▸ Exercise aim
Transcribe the full abstract below on interpreting protein folding psi values, word for word and with nothing left out.

Interpretation of protein folding psi values.

The structural characterization of transition states is essential for understanding the mechanism of protein folding. Analyzing the effect of mutations on protein stability and folding kinetics in phi-value analysis is commonly used to gain information about the presence of side-chain interactions in transition states. Recently, specific binding of ligands to engineered binding sites was applied to monitor the formation of local structures in transition states (psi analysis). A surprising result from psi analysis was the presence of parallel folding pathways in all reported studies and a major discrepancy between phi and psi values measured in the same protein. Here, we show that psi values cannot be analyzed in the same way as other rate-equilibrium free energy relationships due to the involvement of bimolecular reactions that may have different dissociation constants for the native, unfolded and transition state. As a consequence, psi values reflect the relative binding energy (kappa) of the transition state only for the extreme values of kappa=0 or kappa=1. In all other cases, non-linear rate-equilibrium free-energy relationships (Leffler plots) are observed. This apparently indicates the presence of parallel folding pathways even if folding occurs over a single homogeneous transition state. Consequently, the results from Leffler plots do not yield information about the structural properties of the transition state. This explains the lack of agreement between results from psi analysis and other methods used to characterize protein folding transition states. We further show that the same considerations apply for the analysis of the effect of pH on protein folding.

▸ Extracted records

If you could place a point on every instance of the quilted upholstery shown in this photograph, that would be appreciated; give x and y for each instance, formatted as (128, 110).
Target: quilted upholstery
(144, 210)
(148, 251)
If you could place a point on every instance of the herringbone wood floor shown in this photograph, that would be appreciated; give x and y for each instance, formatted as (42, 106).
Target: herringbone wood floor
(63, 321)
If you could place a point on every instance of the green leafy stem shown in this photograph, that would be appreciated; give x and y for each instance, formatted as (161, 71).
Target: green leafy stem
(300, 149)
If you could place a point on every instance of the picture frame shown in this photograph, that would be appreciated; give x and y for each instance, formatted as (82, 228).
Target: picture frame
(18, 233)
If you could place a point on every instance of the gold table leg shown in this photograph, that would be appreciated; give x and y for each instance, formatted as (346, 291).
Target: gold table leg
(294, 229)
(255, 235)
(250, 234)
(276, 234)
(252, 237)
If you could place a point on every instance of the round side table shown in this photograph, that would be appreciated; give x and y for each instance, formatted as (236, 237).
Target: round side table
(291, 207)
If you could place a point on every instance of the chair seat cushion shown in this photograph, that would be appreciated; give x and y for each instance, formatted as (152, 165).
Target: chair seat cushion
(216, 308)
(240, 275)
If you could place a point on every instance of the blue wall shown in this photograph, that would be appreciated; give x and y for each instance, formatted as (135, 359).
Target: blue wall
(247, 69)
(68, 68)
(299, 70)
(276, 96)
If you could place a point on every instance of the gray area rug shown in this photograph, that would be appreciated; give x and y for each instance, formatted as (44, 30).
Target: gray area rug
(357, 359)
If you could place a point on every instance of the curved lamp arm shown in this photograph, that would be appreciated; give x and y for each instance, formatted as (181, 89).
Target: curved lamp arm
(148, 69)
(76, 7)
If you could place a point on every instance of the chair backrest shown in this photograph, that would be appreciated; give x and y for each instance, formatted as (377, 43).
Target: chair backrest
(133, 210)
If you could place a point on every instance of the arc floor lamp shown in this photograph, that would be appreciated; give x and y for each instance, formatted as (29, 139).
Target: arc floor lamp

▸ Answer area
Interpretation of protein folding psi values.

The structural characterization of transition states is essential for understanding the mechanism of protein folding. Analyzing the effect of mutations on protein stability and folding kinetics in phi-value analysis is commonly used to gain information about the presence of side-chain interactions in transition states. Recently, specific binding of ligands to engineered binding sites was applied to monitor the formation of local structures in transition states (psi analysis). A surprising result from psi analysis was the presence of parallel folding pathways in all reported studies and a major discrepancy between phi and psi values measured in the same protein. Here, we show that psi values cannot be analyzed in the same way as other rate-equilibrium free energy relationships due to the involvement of bimolecular reactions that may have different dissociation constants for the native, unfolded and transition state. As a consequence, psi values reflect the relative binding energy (kappa) of the transition state only for the extreme values of kappa=0 or kappa=1. In all other cases, non-linear rate-equilibrium free-energy relationships (Leffler plots) are observed. This apparently indicates the presence of parallel folding pathways even if folding occurs over a single homogeneous transition state. Consequently, the results from Leffler plots do not yield information about the structural properties of the transition state. This explains the lack of agreement between results from psi analysis and other methods used to characterize protein folding transition states. We further show that the same considerations apply for the analysis of the effect of pH on protein folding.